--- What you are asked to do ---
Word for word, print every entry below.

--- Supplied data ---
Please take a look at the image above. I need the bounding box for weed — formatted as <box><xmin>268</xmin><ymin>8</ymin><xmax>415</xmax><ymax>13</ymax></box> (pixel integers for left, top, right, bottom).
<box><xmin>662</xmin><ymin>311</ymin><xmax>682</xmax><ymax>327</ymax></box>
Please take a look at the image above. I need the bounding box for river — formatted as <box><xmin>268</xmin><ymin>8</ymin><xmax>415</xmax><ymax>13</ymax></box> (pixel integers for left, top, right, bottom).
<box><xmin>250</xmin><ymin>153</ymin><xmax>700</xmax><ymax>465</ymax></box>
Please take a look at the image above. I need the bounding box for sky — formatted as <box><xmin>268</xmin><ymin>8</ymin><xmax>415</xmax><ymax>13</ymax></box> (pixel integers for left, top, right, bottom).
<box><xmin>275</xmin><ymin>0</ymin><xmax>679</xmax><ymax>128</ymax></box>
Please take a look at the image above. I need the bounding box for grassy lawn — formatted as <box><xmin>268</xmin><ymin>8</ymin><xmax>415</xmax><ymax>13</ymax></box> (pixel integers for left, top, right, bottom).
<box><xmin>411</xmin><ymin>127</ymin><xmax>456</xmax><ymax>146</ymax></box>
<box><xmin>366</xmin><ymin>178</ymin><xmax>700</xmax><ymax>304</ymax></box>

--- Written solution ---
Please take a look at the image above. I need the bounding box for weed — formatted as <box><xmin>268</xmin><ymin>8</ymin><xmax>415</xmax><ymax>13</ymax></box> (pixel integers for left, top, right, bottom).
<box><xmin>662</xmin><ymin>311</ymin><xmax>682</xmax><ymax>327</ymax></box>
Please take a look at the image above. I need the bounding box for river — formatted as <box><xmin>268</xmin><ymin>8</ymin><xmax>415</xmax><ymax>13</ymax></box> (pixel integers for left, top, right, bottom).
<box><xmin>250</xmin><ymin>153</ymin><xmax>700</xmax><ymax>465</ymax></box>
Please take a look at the image above. I need the bounding box for sky — formatted as <box><xmin>268</xmin><ymin>8</ymin><xmax>415</xmax><ymax>13</ymax></box> (pixel integers for left, top, right, bottom).
<box><xmin>275</xmin><ymin>0</ymin><xmax>679</xmax><ymax>128</ymax></box>
Please take a look at the image above. I need the bounding box for grassy lawn — formatted as <box><xmin>268</xmin><ymin>8</ymin><xmax>415</xmax><ymax>13</ymax></box> (pixel integers for left, top, right, bottom).
<box><xmin>411</xmin><ymin>127</ymin><xmax>456</xmax><ymax>146</ymax></box>
<box><xmin>366</xmin><ymin>178</ymin><xmax>700</xmax><ymax>304</ymax></box>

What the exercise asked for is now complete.